■ **THE PROBLEM**:
Go through the entries below and retype them exactly, omitting each picture.

[Referring expression pointing data]
==============================

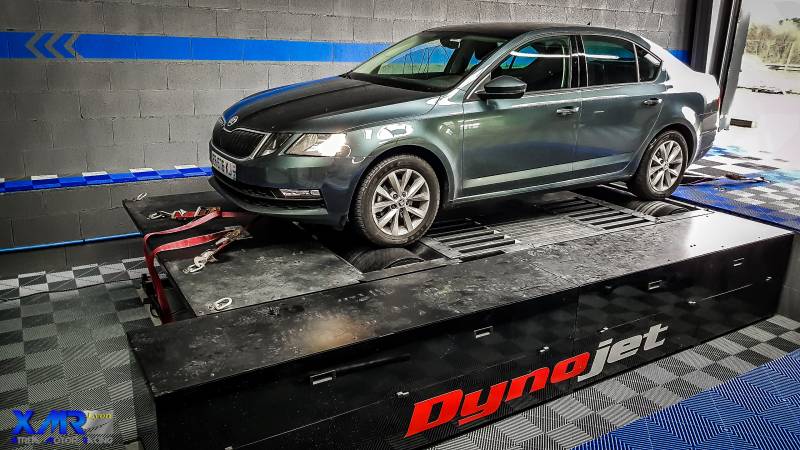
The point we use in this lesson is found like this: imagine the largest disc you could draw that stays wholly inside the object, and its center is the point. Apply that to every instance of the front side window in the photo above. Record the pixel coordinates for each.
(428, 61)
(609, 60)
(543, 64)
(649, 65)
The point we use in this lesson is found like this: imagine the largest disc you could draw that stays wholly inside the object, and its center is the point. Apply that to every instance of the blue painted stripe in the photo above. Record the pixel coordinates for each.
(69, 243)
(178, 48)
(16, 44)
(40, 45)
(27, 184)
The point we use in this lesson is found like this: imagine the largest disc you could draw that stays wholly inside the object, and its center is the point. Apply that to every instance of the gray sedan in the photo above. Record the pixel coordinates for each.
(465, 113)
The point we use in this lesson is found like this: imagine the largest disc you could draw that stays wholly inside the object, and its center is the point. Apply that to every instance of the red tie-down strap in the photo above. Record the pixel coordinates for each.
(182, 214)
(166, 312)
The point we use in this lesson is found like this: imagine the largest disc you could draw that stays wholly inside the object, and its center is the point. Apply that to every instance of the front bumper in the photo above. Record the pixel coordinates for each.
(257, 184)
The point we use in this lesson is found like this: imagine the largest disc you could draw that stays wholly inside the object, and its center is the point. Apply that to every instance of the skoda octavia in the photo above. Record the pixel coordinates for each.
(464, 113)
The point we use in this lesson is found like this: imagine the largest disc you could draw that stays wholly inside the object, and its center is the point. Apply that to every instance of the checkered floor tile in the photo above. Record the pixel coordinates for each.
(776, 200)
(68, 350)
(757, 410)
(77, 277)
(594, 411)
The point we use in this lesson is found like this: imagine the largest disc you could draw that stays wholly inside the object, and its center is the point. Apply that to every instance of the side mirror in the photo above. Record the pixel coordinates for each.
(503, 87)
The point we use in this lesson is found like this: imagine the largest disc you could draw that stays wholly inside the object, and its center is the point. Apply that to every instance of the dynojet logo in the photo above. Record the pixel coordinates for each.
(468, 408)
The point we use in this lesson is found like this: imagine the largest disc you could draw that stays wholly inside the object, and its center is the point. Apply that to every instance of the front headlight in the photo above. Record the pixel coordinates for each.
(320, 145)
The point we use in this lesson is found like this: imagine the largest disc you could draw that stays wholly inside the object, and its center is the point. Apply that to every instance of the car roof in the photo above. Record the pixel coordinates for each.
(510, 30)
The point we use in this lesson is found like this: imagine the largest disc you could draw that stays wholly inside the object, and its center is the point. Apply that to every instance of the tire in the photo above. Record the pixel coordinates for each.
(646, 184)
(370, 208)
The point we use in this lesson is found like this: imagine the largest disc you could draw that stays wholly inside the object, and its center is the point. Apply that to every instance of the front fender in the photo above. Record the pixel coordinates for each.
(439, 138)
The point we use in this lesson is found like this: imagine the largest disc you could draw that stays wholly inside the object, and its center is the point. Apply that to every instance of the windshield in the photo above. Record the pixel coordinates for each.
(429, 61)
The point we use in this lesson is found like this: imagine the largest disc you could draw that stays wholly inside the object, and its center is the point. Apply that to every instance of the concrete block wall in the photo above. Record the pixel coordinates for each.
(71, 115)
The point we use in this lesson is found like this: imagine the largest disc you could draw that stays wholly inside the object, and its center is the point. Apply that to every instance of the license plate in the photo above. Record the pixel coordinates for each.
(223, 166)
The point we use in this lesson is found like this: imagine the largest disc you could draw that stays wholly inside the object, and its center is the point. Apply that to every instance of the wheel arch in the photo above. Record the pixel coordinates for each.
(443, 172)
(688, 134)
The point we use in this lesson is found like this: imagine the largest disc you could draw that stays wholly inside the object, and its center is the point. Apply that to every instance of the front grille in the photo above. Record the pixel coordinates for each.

==============================

■ **EXERCISE RESULT**:
The point we use in this lesson is found like this: imagine the largest disc you could draw that stays wholly inside the object, and its center is the point. Apply that to every instance of the front side window in the photo above. Record the pixel coordinates for each.
(428, 61)
(609, 60)
(543, 64)
(649, 65)
The point we use in this lesson is found like this: imagine the largest disc you could draw that stays wholly inside the object, and its center is the point. Apply that to every instance of the blue painted stripe in the photo above. Record the pixel coordinates for each.
(69, 243)
(178, 48)
(16, 44)
(40, 45)
(27, 184)
The point we use in this lesson is found like this: imagine the largest disc you could draw that stays wholly inside the object, and its center is the point. Apply that to every instance of the gray sedan in the photo above. Record the pixel coordinates for each.
(465, 113)
The point we use in this lesson is found like this: imagine the largest disc you could draw that stays wholly inside the object, and its center is the point. Apply that to every instance of the red tie-down strap in the photo above. Record the pixel coordinates for each.
(182, 214)
(166, 312)
The point we use in this lesson is found like this: imagine the largest disc you could draw that stays wholly inside the object, and its center is the point. Apply that to every instance of the front bumper in the photo above. Record the pixel coordinates for each.
(257, 184)
The point we use in this lesson is found like this: imagine the largest disc you could draw that stays wholly inside the object, and its center is the point. Apply that to every instance of the skoda octavia in the photo above. Record the pixel coordinates for each.
(464, 113)
The point we use in this lesson is found like this: imagine the largest disc you could draw that stays wholly inside the object, and its center is the point. Apply that to every instance of the checkered floor tile in the photo above. Record the pixel coordinates for each.
(776, 200)
(68, 350)
(757, 410)
(77, 277)
(594, 411)
The point we use in this lesson is found like this: imagine the largest disc you could draw that stays wholly inside the object, and its center is the point. Apply that to every instance of the side mirror in the photo above. Record the pixel coordinates for each.
(503, 87)
The point we use in this lesson is found like this: imagine the largest disc you could draw that stays wholly inside the object, and its center is the point. Apply that to every instance of the dynojet logo in the photo above. Record the pixel coordinates for each.
(468, 408)
The point we use in this lesson is found like this: imagine the largest disc you could draw that stays wholly inside the object, and its center is the point. Apply that to every instance of the front headlight in the photo above. Record the pixel coordinates for each.
(320, 145)
The point we use in this lesson is found like this: imagine the largest disc you could draw that stays wholly inside the object, and its center is the point. Apply that to every instance of the car roof in the photo above. Record the pixel coordinates for each.
(510, 30)
The point we use in this lesson is found like this: imagine the largest disc you could draw that stays wholly inside the object, and its center is the point. Apply that to every instance of the tire in the photo above. Record the pixel coordinates for each.
(646, 184)
(370, 208)
The point we use in this lesson is found like this: imagine the largest disc you could draw that stays wholly inside the object, and its center is the point. Apply that to every instance of the front fender in the photo above. Record the pixel coordinates for each.
(439, 138)
The point we use in this lesson is found like this: imagine the largest disc you could draw that stays wholly inside the object, and its center is the point. Apply that to every instance of the windshield in the photo above. Record the pixel coordinates for each.
(429, 61)
The point we use in this lesson is found like this: imagine the largest disc you could draw that stays wholly inside the object, and its center is the point. Apply that to every instance of the concrete block wall in the photo above. Record the pixel coordinates for each.
(71, 115)
The point we use in this lesson is found like this: imagine the largest disc you could draw that stays wholly inside the object, and its center is the point. Apply that to every instance of the license plate in the photo above. Record the pixel coordinates for each.
(223, 166)
The point we use in this lesson is found like this: imagine the largest disc you could draw that stays wholly inside the object, and its center is the point. Apply that to every instance of the wheel arch in the photo above. Record the pixel coordinates for each.
(443, 172)
(688, 134)
The point we use in this lesson is found like this: imagine the largest disc you could draw that stays wholly inside the object, and its center is the point. Apply that to every instance of the front grille in the photo above. Record the pixel coordinates for each.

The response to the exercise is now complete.